Texte de la page.
···
Vittorini avait prédit qu’il serait emprisonné dans la forme de celui qui

reste en Sicile (p. 16). Ou encore Pirandello qui pensait, au début du siècle

dernier, que « quel presente burrascoso e incerto […], ebbro d’eloquio osceno,

poteva essere rappresentato solo col sorriso desolato, con l’umorismo straziante,

con la parola che incalza e che tortura, la rottura delle forme, della struttura »

(p. 67).

Et c’est bien parce que Consolo est convaincu de vivre, lui aussi, un

présent tempétueux qu’il rompt à son tour les structures du récit en intercalant

entre ces tranches de vie, et en résonance avec elles, des moments

de sa propre vie, mais aussi des tranches de vie empruntées à ces oeuvres

et à ces textes littéraires, sous forme d’évocations presque incantatoires ou

de citations ; en entremêlant aux passages de l’Odyssée, origine de toutes

les odyssées du monde, des fragments de I Malavoglia, par exemple, parce

que même si « la “casa del nespolo” n’a jamais existé […] les personnages,

les personnes, les Malavoglia de toutes les Trezza du monde ont existé »

(OO, p. 50).

Tous ces fragments d’être, capturés dans toutes les époques et tous les

milieux, habitent et animent chaque lieu visité par le voyageur. Toutes

ces voix se mêlent dans une polyphonie où chaque personnage de la nouvelle

épopée, du nouvel épos qui nous est proposé, peut se faire entendre

et continuer à exister dans une sorte d’éternel présent qui est celui de la

mémoire personnelle et littéraire. Et celui qui écrit peut dire qu’il est à la

fois « l’astuto inventore degli inganni, il guerriero spietato, l’ambiguo indovino,

il re privato dell’onore, il folle massacratore degli armenti […], l’assassino

di […] sua figlia » (OO , p. 1) ; il peut dire la peine de Maruzza qui,

« madre ammantata, immobile avanti al mare, ai marosi, priva di lacrime,

lamento, parola […], si porta le mani nei capelli, urla nera nel cuore (p. 47) ;

il peut dire qu’il est né à Gibellina et « ha lasciato nelle baracche la madre e

la sorella […]. La sorella più non parla, sì e no con la testa è il massimo che

dice » (p. 9-10). Ainsi, coryphée à la voix plurielle, il redonne une voix à

chacun des membres de cette humanité multiple, littéraire ou réelle, pour

que les hommes du temps présent les entendent et se souviennent d’eux.
···
Données fournies.
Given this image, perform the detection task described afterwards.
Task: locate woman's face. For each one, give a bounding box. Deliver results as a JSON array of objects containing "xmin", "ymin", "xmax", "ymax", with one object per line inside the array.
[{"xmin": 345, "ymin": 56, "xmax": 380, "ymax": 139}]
···
Consignes.
a – Recopiez le passage de l'extrait sur Consolo qui commence par « il peut dire qu’il » et se poursuit jusqu'à « se souviennent d’eux. ».
b – Poursuivez l'extrait sur Consolo au-delà de sa dernière phrase.

Réponses par consigne.
a –
il peut dire qu’il est né à Gibellina et « ha lasciato nelle baracche la madre e

la sorella […]. La sorella più non parla, sì e no con la testa è il massimo che

dice » (p. 9-10). Ainsi, coryphée à la voix plurielle, il redonne une voix à

chacun des membres de cette humanité multiple, littéraire ou réelle, pour

que les hommes du temps présent les entendent et se souviennent d’eux.

b –
C’est pourquoi il ne veut pas être seulement un nouvel Ulysse qui en

racontant « diventa l’aedo e il poema, il cantore e il canto, il narrante e il narrato,

l’artefice e il giudice […], l’inventore di ogni fola, menzogna, l’espositore

impudico e coatto d’ogni suo terrore, delitto, rimorso » (OO, p. 19). Car, tel

Ulysse avec son bagage de remords et de peine, il a atteint « le point le plus

bas de l’impuissance humaine, de la vulnérabilité » et il va devoir choisir

entre « la perte de soi, l’anéantissement dans la nature et le salut au sein

d’une société, d’une culture » (p. 17-18), entre l’oléastre et l’olivier. Car,

comme l’inventeur du « monstre technologique » (p. 20), qui du meilleur

peut faire le pire, de l’instrument de la victoire l’instrument du désastre,

du progrès la barbarie, il fait lui aussi partie de cette humanité ambiguë

dont Ulysse, le plus humain des héros grecs, est le plus parfait représentant.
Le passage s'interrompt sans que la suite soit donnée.